- _Problem description_:
From the Karakuri Circus episode review below, reproduce word for word the passage that begins with the words containing "Community score: 2.7" and ends with "knows how long.".

- _Excerpted text_:
════
Karakuri Circus
Episode 10
by James Beckett,
How would you rate episode 10 of
Karakuri Circus ?
Community score: 2.7
Karakuri Circus picks up the Yin/Jin/Francine flashback right where last week's chapter left off, which makes the abrupt ending of that episode a bit easier to swallow, though the love triangle goes in some rather unexpected directions. After Jin overheard Francine and Yin's proposal in the church (I confused their names in the last review), it turns out that Jin ended up kidnapping Francine and holding her hostage for nine years. By the time Yin catches up with his completely deranged sibling, Francine has fallen ill, and because the local villagers are so fearful of spreading disease, she's been shackled to a wall in a small shack for who knows how long.
Karakuri Circus' brand of melodrama has been one of its chief appeals for me, but Yin's near instantaneous heel-turn from “I love puppet shows and being a good brother” to “I'm going to hold my brother's fiancé hostage as a sex slave for a decade” is too much for even me to go along with. I'm enough of a sap to be moved by Yin and Francine's brief but emotional reunion, but I couldn't help but balk at how the episode just brushes off Jin's irredeemably horrible actions. Sure, the remainder of the episode treats him like a cackling pathetic villain, and it's clear that he's not supposed to be seen as a good guy, but when Francine's prison is set ablaze, her death is given a romantic tinge that I'm not entirely comfortable with. When Narumi's sensei dies at the tail end of the episode, his departing lines are tied back to Francine's unheard final words, where he says that he's lived a full life and can die without regrets.
Now, the sensei I get - he's a super old martial arts master living in the mountains of China, and he goes out by using explosives on an evil automaton clown, which is how any reasonable man would hope to die. But Francine was kidnapped and raped for a decade, and then died from a combination of The Plague and a terrible fire.. It goes without saying that this is about as far from a “full life” as one can imagine. Having Francine go out with a smile is an example of the kind of cheap exploitation that too many love interests are put through across too many stories.
════
- _Recorded data_:

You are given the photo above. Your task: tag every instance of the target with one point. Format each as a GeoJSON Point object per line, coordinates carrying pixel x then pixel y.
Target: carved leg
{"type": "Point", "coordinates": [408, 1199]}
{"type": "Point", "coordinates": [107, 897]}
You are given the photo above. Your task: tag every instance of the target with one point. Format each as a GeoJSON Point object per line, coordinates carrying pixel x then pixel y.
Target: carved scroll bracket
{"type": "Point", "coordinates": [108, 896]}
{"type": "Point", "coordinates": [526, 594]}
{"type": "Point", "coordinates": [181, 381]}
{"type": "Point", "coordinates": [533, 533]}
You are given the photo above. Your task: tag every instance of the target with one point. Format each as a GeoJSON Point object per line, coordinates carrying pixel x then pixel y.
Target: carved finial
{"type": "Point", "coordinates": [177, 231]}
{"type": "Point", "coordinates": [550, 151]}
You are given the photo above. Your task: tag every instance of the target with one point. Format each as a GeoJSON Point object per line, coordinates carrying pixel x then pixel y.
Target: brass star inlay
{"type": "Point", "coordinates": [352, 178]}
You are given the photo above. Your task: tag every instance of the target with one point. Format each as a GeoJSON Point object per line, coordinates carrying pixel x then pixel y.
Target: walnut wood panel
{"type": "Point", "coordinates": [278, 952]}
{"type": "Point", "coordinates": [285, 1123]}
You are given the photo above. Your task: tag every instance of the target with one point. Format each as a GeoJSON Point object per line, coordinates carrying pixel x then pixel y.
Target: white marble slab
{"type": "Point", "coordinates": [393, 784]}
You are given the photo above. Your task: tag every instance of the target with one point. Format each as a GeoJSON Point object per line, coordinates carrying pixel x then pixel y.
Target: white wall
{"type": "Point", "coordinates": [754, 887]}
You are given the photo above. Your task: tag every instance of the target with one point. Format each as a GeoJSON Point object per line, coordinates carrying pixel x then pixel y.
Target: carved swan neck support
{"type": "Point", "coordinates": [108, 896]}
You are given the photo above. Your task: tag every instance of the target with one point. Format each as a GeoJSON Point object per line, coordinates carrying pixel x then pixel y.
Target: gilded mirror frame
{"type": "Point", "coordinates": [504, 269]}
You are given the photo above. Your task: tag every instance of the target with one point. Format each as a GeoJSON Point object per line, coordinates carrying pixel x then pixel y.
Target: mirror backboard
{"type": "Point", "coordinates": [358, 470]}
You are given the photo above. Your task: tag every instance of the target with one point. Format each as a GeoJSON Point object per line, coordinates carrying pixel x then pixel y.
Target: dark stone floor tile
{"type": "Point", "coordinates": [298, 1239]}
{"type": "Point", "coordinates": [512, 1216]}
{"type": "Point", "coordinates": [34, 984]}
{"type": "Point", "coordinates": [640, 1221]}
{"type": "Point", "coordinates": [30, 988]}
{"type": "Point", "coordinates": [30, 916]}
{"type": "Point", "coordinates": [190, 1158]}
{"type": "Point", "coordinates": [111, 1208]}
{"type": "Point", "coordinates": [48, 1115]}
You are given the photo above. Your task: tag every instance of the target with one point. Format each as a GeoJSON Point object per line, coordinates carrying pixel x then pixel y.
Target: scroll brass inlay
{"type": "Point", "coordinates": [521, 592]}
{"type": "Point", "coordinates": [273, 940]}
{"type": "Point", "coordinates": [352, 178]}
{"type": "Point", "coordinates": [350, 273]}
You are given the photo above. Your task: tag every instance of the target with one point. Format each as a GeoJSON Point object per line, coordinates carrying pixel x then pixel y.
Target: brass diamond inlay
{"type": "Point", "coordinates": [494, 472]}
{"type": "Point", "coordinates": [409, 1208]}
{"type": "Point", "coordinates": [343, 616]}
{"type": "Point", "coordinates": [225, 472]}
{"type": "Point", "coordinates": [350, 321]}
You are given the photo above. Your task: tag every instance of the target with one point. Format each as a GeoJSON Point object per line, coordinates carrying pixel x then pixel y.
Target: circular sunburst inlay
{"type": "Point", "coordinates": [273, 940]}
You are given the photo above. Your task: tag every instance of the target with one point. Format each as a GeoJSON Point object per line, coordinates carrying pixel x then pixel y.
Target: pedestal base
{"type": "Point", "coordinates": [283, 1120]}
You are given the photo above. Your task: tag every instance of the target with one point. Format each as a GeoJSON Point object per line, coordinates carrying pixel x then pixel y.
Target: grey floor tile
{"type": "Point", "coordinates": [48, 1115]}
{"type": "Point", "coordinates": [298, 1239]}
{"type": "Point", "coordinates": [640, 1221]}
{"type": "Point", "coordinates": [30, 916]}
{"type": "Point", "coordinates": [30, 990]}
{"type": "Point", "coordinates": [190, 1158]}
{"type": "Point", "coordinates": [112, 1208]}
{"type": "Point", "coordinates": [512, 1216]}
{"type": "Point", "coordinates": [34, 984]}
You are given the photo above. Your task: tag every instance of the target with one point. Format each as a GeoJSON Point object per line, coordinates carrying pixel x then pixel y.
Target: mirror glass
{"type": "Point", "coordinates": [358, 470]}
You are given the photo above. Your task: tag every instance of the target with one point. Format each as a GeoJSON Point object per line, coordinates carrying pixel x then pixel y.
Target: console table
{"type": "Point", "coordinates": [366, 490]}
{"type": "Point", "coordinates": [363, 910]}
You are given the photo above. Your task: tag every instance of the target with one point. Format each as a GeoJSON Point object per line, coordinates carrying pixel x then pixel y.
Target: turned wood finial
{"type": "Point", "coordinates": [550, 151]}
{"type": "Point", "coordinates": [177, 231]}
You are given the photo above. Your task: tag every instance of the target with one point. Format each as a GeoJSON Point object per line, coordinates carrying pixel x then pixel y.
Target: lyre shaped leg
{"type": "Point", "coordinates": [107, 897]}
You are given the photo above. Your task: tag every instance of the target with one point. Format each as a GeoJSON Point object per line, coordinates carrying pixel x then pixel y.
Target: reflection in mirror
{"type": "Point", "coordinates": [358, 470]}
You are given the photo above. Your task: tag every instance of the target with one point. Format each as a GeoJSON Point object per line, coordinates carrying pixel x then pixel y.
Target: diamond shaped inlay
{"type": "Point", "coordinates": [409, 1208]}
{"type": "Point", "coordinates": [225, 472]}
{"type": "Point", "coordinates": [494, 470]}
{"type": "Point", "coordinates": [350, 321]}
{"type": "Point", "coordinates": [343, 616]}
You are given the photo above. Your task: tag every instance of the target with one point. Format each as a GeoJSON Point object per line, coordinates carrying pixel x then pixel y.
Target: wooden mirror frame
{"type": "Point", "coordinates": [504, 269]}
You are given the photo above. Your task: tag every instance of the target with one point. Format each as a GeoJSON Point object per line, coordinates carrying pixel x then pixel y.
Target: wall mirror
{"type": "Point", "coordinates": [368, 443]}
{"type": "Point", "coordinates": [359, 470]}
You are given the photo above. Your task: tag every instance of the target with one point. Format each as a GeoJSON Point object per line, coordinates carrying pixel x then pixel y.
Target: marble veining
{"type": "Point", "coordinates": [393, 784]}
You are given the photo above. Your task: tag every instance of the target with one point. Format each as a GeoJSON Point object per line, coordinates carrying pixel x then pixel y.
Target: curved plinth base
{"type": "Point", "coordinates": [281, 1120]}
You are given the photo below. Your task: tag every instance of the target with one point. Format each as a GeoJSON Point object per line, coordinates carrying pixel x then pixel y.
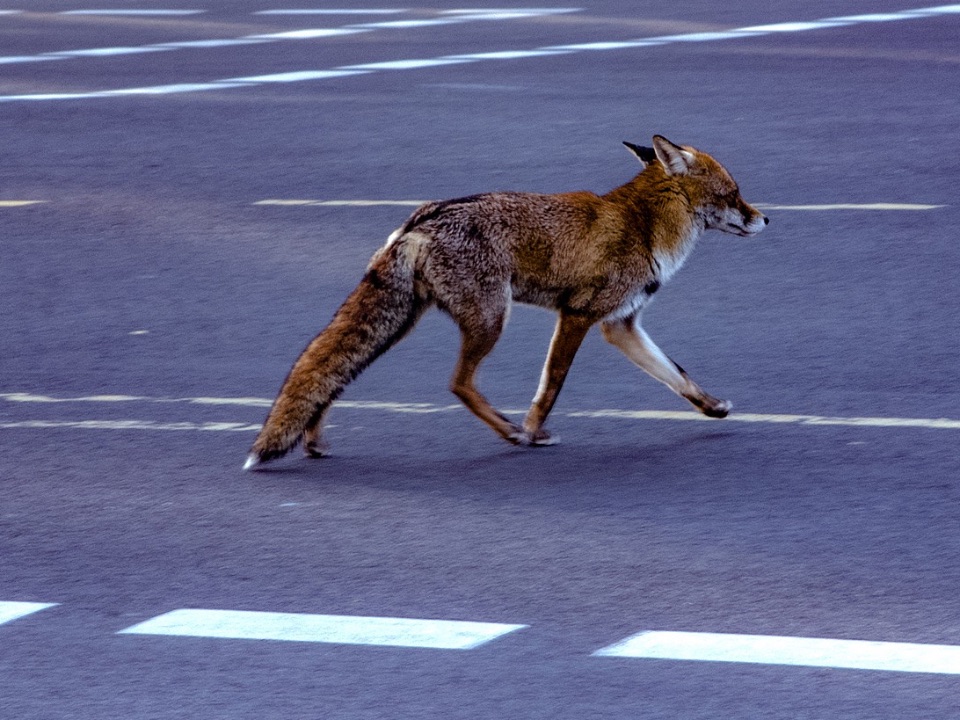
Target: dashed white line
{"type": "Point", "coordinates": [430, 408]}
{"type": "Point", "coordinates": [128, 425]}
{"type": "Point", "coordinates": [301, 34]}
{"type": "Point", "coordinates": [134, 13]}
{"type": "Point", "coordinates": [905, 207]}
{"type": "Point", "coordinates": [332, 11]}
{"type": "Point", "coordinates": [13, 610]}
{"type": "Point", "coordinates": [776, 650]}
{"type": "Point", "coordinates": [335, 629]}
{"type": "Point", "coordinates": [901, 207]}
{"type": "Point", "coordinates": [421, 63]}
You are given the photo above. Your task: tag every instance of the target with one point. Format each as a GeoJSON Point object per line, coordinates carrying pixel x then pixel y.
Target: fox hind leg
{"type": "Point", "coordinates": [481, 324]}
{"type": "Point", "coordinates": [314, 446]}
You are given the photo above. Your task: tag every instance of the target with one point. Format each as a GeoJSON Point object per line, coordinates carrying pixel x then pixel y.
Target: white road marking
{"type": "Point", "coordinates": [337, 629]}
{"type": "Point", "coordinates": [853, 206]}
{"type": "Point", "coordinates": [14, 610]}
{"type": "Point", "coordinates": [332, 11]}
{"type": "Point", "coordinates": [344, 203]}
{"type": "Point", "coordinates": [420, 63]}
{"type": "Point", "coordinates": [906, 207]}
{"type": "Point", "coordinates": [773, 650]}
{"type": "Point", "coordinates": [427, 409]}
{"type": "Point", "coordinates": [127, 425]}
{"type": "Point", "coordinates": [302, 34]}
{"type": "Point", "coordinates": [141, 13]}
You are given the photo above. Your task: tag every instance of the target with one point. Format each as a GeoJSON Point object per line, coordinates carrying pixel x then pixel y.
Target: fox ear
{"type": "Point", "coordinates": [675, 160]}
{"type": "Point", "coordinates": [645, 155]}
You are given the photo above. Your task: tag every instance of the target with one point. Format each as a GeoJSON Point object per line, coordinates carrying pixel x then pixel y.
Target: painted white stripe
{"type": "Point", "coordinates": [773, 650]}
{"type": "Point", "coordinates": [296, 76]}
{"type": "Point", "coordinates": [853, 206]}
{"type": "Point", "coordinates": [14, 610]}
{"type": "Point", "coordinates": [127, 425]}
{"type": "Point", "coordinates": [332, 11]}
{"type": "Point", "coordinates": [415, 64]}
{"type": "Point", "coordinates": [308, 34]}
{"type": "Point", "coordinates": [430, 408]}
{"type": "Point", "coordinates": [905, 207]}
{"type": "Point", "coordinates": [344, 203]}
{"type": "Point", "coordinates": [143, 13]}
{"type": "Point", "coordinates": [337, 629]}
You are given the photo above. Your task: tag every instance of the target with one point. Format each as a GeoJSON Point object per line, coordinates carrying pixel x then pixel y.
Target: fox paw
{"type": "Point", "coordinates": [543, 438]}
{"type": "Point", "coordinates": [316, 449]}
{"type": "Point", "coordinates": [717, 408]}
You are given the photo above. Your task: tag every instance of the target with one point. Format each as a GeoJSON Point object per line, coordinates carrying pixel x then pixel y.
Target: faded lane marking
{"type": "Point", "coordinates": [13, 610]}
{"type": "Point", "coordinates": [429, 408]}
{"type": "Point", "coordinates": [854, 206]}
{"type": "Point", "coordinates": [905, 207]}
{"type": "Point", "coordinates": [752, 31]}
{"type": "Point", "coordinates": [303, 34]}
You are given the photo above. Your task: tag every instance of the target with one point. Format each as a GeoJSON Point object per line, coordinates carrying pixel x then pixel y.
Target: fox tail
{"type": "Point", "coordinates": [377, 314]}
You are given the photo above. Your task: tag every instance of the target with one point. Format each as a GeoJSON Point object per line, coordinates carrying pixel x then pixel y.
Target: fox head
{"type": "Point", "coordinates": [712, 191]}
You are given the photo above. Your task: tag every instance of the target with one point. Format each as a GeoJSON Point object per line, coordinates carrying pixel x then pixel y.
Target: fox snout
{"type": "Point", "coordinates": [744, 220]}
{"type": "Point", "coordinates": [753, 220]}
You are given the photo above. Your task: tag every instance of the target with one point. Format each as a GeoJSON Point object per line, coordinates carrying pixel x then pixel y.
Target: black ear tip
{"type": "Point", "coordinates": [644, 153]}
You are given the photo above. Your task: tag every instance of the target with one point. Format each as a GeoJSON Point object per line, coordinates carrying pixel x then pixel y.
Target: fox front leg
{"type": "Point", "coordinates": [567, 337]}
{"type": "Point", "coordinates": [627, 335]}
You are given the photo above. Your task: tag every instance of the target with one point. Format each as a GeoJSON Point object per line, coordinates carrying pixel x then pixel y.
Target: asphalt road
{"type": "Point", "coordinates": [151, 304]}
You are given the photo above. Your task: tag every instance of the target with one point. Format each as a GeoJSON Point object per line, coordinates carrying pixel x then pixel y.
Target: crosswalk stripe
{"type": "Point", "coordinates": [335, 629]}
{"type": "Point", "coordinates": [777, 650]}
{"type": "Point", "coordinates": [14, 610]}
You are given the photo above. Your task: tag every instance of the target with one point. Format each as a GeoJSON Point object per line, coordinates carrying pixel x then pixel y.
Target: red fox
{"type": "Point", "coordinates": [592, 259]}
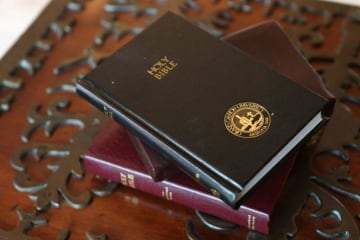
════
- _Result of the task_:
Community score: 2.7
Karakuri Circus picks up the Yin/Jin/Francine flashback right where last week's chapter left off, which makes the abrupt ending of that episode a bit easier to swallow, though the love triangle goes in some rather unexpected directions. After Jin overheard Francine and Yin's proposal in the church (I confused their names in the last review), it turns out that Jin ended up kidnapping Francine and holding her hostage for nine years. By the time Yin catches up with his completely deranged sibling, Francine has fallen ill, and because the local villagers are so fearful of spreading disease, she's been shackled to a wall in a small shack for who knows how long.